● SHORT TASK A
Which open-source data version control tool does the schema validation tutorial below use to address the problem?

Managing Schema Validation in a Data Lake Using Data Version Control

Open-source data version control tools can help you manage schema evolution, data transformations, and compatibility checks across multiple formats.

By 
Iddo Avneri user avatar
Iddo Avneri
·
Jun. 27, 23 · Tutorial
Likes (2)
Comment
Save
Tweet
Share
4.1K Views

Join the DZone community and get the full member experience.

Join For Free

It’s not uncommon for a data team to be dependent on many other “third parties” that send in the data. They often change the schema of the data without communicating anything or letting the data team know too late.

Whenever that happens, data pipelines break, and the data team needs to fix the data lake. This is a manual process filled with heavy-lifting tasks. Typically, teams engage in a blame game, trying to prove that the schema has changed.

But as they progressed, teams realized that it was smarter to simply prevent schemas from changing together in an automatic CI/CD way. 

Schema changes and schema validation bring a lot of pain to teams, but there are a few solutions on the market that help with that — and, luckily, some are open-source. 

This is a step-by-step tutorial on approaching the schema validation problem with the open-source data version control tool lakeFS.

What Is Schema Validation?

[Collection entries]
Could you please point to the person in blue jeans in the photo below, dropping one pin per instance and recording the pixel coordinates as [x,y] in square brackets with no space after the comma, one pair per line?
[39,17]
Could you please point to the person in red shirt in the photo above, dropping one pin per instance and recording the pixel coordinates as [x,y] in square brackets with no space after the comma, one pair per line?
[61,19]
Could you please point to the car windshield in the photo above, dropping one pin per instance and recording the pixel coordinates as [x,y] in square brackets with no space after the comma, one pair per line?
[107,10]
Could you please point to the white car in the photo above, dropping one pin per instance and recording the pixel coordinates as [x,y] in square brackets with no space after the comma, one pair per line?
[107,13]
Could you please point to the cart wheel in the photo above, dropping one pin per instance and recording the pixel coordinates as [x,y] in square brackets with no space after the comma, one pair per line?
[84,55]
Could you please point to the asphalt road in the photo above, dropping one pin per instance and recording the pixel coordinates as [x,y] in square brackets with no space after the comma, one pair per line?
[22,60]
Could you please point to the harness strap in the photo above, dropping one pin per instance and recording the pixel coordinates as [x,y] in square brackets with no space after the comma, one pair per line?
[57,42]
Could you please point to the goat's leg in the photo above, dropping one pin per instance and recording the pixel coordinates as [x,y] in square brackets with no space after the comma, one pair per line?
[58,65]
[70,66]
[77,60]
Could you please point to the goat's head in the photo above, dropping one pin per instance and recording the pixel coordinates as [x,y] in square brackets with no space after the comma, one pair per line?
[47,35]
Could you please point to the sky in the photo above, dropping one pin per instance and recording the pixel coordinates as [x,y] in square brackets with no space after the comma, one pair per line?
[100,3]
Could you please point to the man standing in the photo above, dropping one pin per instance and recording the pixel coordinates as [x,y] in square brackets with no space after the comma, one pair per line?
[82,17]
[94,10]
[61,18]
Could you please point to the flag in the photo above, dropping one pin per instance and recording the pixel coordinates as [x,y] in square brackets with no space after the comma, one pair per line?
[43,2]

...

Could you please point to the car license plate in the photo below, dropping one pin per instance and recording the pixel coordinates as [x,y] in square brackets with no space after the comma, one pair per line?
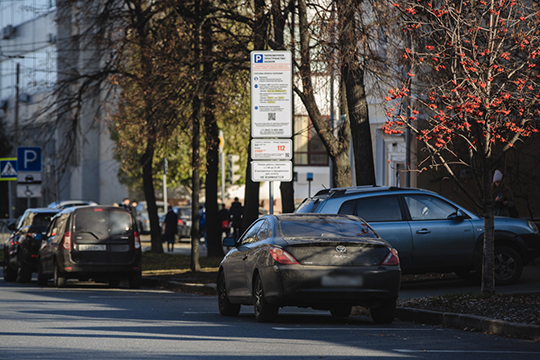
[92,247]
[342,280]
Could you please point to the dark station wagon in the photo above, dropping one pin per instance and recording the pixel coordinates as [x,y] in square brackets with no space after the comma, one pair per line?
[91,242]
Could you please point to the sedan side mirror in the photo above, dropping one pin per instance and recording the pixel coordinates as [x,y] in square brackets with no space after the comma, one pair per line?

● SHORT TASK B
How many lines of the records above contain the word "person"? Reply with the number alone.

● ANSWER A
lakeFS

● ANSWER B
2